Electroencephalography (EEG)


  • Definition
  • Description
  • Preparation
  • Risks
  • Results


Electroencephalography, or EEG, is a neurological test that uses an electronic monitoring device to measure and record electrical activity in the brain.

The EEG is a key tool in the diagnosis and management of epilepsy and other seizure disorders. It is also used to assist in the diagnosis of brain damage and disease (e.g., stroke, tumors, encephalitis), mental retardation, sleep disorders, degenerative diseases such as Alzheimer's disease and Parkinson's disease, and certain mental disorders (e.g., schizophrenia, autism).

Electroencephalography should be administered and interpreted by a trained medical professional only. Data from an EEG is only one element of a complete medical and/or psychological patient assessment, and should never be used alone as the sole basis for a diagnosis.



For the test, the patient lies on a bed or comfortable chair and is asked to relax and remain still during the EEG testing period. An EEG usually takes no more than one hour. During the test procedure, the patient may be asked to breathe slowly or quickly; visual stimuli such as flashing lights or a patterned board may be used to stimulate certain types of brain activity. Throughout the procedure, the electroencephalograph machine makes a continuous graphic record of the patient's brain activity, or brainwaves on a computer screen. This graphic record is called an electroencephalogram.
The sleep deprived EEG uses the same equipment and procedures as a regular EEG. Patients undergoing a sleep deprived EEG are encouraged to stay awake the night before.
In an ambulatory EEG, patients are hooked up to a portable cassette recorder. They then go about their normal activities, and take their normal rest and sleep for a period of up to 24 hours. During this period, the patient and patient's family record any symptoms or abnormal behaviors, which can later be correlated with the EEG to see if they represent seizures.

### WHAT TO WORK ON
Could you repeat, word for word, everything in the EEG text from "In an ambulatory" down to "they represent seizures."?

### MATERIAL SHOWN

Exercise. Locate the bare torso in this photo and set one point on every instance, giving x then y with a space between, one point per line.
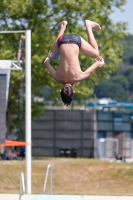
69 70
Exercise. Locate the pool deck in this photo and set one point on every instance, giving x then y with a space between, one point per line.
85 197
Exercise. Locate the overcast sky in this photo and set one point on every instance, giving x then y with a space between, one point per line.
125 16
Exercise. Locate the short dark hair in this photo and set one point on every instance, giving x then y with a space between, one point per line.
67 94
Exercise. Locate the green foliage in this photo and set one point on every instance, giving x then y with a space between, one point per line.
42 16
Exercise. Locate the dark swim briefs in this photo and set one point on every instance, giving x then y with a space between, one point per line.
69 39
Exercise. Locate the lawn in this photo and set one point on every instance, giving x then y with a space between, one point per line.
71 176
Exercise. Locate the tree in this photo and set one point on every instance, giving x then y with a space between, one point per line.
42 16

---

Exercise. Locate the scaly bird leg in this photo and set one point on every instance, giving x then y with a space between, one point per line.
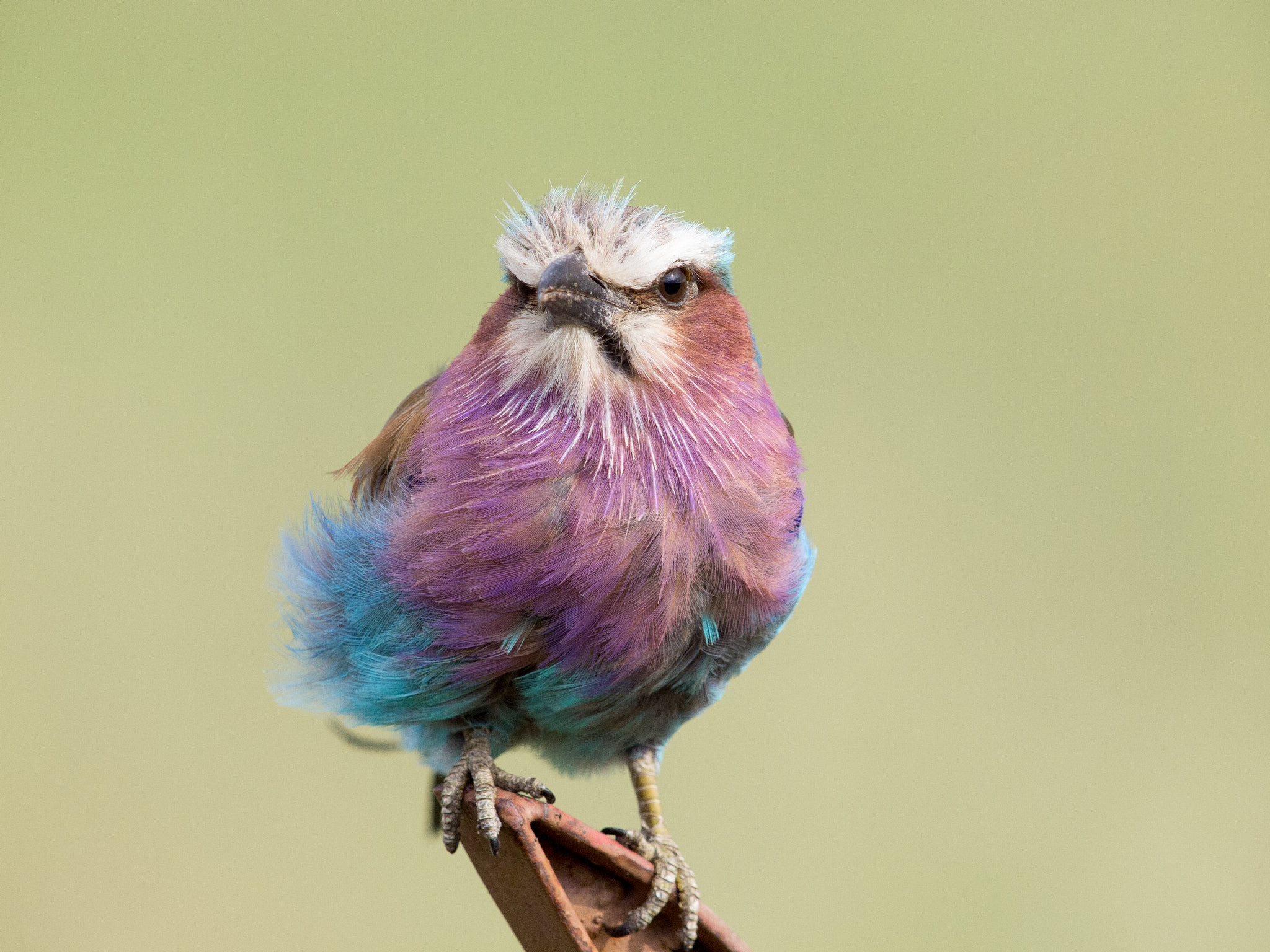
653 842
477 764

...

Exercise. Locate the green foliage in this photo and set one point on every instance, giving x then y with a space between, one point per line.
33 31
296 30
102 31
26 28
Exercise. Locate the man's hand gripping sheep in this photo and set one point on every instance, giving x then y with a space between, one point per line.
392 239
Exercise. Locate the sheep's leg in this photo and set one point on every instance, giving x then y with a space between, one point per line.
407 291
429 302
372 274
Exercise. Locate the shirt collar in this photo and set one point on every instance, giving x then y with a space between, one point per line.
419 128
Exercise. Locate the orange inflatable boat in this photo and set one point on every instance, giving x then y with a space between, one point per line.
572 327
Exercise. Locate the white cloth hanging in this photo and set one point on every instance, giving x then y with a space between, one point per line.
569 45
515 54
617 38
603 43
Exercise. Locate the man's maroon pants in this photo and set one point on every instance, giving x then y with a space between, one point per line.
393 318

### RESULT BELOW
In an ambulatory EEG, patients are hooked up to a portable cassette recorder. They then go about their normal activities, and take their normal rest and sleep for a period of up to 24 hours. During this period, the patient and patient's family record any symptoms or abnormal behaviors, which can later be correlated with the EEG to see if they represent seizures.